Stored items from a collection:

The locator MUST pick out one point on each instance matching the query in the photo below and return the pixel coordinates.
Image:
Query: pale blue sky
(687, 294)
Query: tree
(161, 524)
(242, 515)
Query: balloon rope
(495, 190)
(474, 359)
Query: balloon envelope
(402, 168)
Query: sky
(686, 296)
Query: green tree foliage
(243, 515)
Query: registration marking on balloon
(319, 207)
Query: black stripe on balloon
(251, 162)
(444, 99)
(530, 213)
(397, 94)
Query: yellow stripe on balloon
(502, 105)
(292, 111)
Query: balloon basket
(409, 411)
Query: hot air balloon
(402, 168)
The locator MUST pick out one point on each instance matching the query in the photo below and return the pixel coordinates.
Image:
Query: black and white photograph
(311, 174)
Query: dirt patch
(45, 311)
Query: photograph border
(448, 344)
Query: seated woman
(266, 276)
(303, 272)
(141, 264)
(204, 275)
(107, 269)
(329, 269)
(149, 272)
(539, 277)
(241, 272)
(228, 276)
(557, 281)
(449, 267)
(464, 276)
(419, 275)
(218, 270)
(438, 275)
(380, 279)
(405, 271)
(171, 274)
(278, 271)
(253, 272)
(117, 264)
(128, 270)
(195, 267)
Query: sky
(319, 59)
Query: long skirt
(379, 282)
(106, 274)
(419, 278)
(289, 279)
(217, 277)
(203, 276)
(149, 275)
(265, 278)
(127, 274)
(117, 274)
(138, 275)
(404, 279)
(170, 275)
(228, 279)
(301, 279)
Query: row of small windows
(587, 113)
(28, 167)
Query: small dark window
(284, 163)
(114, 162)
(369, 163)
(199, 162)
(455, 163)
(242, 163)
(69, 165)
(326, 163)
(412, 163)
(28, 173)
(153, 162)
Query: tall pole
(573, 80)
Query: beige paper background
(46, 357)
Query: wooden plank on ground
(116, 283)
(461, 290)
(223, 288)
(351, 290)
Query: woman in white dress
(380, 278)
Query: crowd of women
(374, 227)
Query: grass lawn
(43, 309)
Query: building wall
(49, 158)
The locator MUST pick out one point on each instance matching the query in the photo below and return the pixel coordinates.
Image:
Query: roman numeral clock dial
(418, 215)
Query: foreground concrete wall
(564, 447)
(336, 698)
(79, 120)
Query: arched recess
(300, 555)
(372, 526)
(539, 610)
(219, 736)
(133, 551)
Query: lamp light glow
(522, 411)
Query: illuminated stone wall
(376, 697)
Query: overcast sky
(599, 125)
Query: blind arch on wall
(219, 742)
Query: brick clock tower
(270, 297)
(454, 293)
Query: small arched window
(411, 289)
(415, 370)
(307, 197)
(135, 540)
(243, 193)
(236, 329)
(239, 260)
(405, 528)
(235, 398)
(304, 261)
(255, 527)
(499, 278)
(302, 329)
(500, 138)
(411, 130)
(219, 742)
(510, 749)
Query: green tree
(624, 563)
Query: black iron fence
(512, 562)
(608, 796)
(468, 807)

> **WHAT THE TASK REQUIRES**:
Rewrite all the lines above, changing "pixel coordinates" to "image coordinates" wherever it occurs and leaving everything else as it is.

> **SOLVED EXERCISE**:
The locator MUST pick out one point on each instance matching the query in the photo below and return the image coordinates.
Image:
Query: pale blue sky
(687, 294)
Query: tree
(161, 524)
(242, 515)
Query: balloon rope
(495, 190)
(474, 359)
Query: balloon envelope
(402, 168)
Query: sky
(686, 296)
Query: green tree foliage
(243, 515)
Query: registration marking on balloon
(319, 207)
Query: black stripe on balloon
(251, 162)
(444, 99)
(530, 213)
(397, 94)
Query: yellow stripe on balloon
(502, 105)
(292, 111)
Query: balloon basket
(409, 411)
Query: hot air balloon
(402, 168)
The locator MUST pick out one point on each instance matching the query in the photo below and return the image coordinates.
Image:
Query: black and white photograph
(311, 174)
Query: dirt patch
(45, 311)
Query: photograph border
(448, 344)
Query: seated woman
(266, 276)
(303, 272)
(141, 264)
(204, 275)
(107, 269)
(329, 269)
(149, 272)
(539, 277)
(241, 272)
(228, 276)
(557, 281)
(449, 267)
(464, 276)
(419, 275)
(218, 270)
(438, 275)
(380, 279)
(405, 271)
(171, 274)
(278, 271)
(253, 272)
(117, 264)
(128, 270)
(195, 267)
Query: sky
(319, 59)
Query: long skirt
(379, 282)
(106, 274)
(419, 278)
(289, 279)
(217, 277)
(203, 276)
(149, 275)
(265, 278)
(127, 274)
(117, 274)
(138, 275)
(404, 279)
(170, 275)
(228, 279)
(301, 279)
Query: row of small windows
(587, 113)
(28, 167)
Query: small dark window
(284, 163)
(114, 162)
(369, 163)
(199, 162)
(455, 163)
(242, 163)
(69, 165)
(326, 163)
(412, 163)
(28, 173)
(153, 162)
Query: tall pole
(573, 80)
Query: beige paper background
(46, 357)
Query: wooden plank on ground
(116, 283)
(461, 290)
(223, 288)
(351, 290)
Query: woman in white dress
(380, 278)
Query: crowd of women
(374, 227)
Query: grass lawn
(43, 309)
Query: building wall
(49, 158)
The locator MUST pick out one point on each instance matching the query in the photo below and return the image coordinates.
Image:
Query: roman numeral clock dial
(418, 215)
Query: foreground concrete wall
(564, 447)
(336, 698)
(79, 120)
Query: arched recess
(300, 555)
(372, 526)
(539, 610)
(219, 736)
(133, 551)
Query: lamp light glow
(522, 411)
Query: illuminated stone wall
(376, 697)
Query: overcast sky
(599, 125)
Query: blind arch on wall
(219, 742)
Query: brick clock tower
(270, 297)
(454, 293)
Query: small arched window
(411, 289)
(415, 370)
(307, 197)
(135, 540)
(243, 193)
(236, 329)
(239, 260)
(405, 528)
(235, 398)
(304, 261)
(255, 527)
(499, 278)
(302, 329)
(500, 138)
(411, 130)
(219, 742)
(510, 749)
Query: green tree
(624, 563)
Query: black iron fence
(512, 562)
(608, 796)
(468, 807)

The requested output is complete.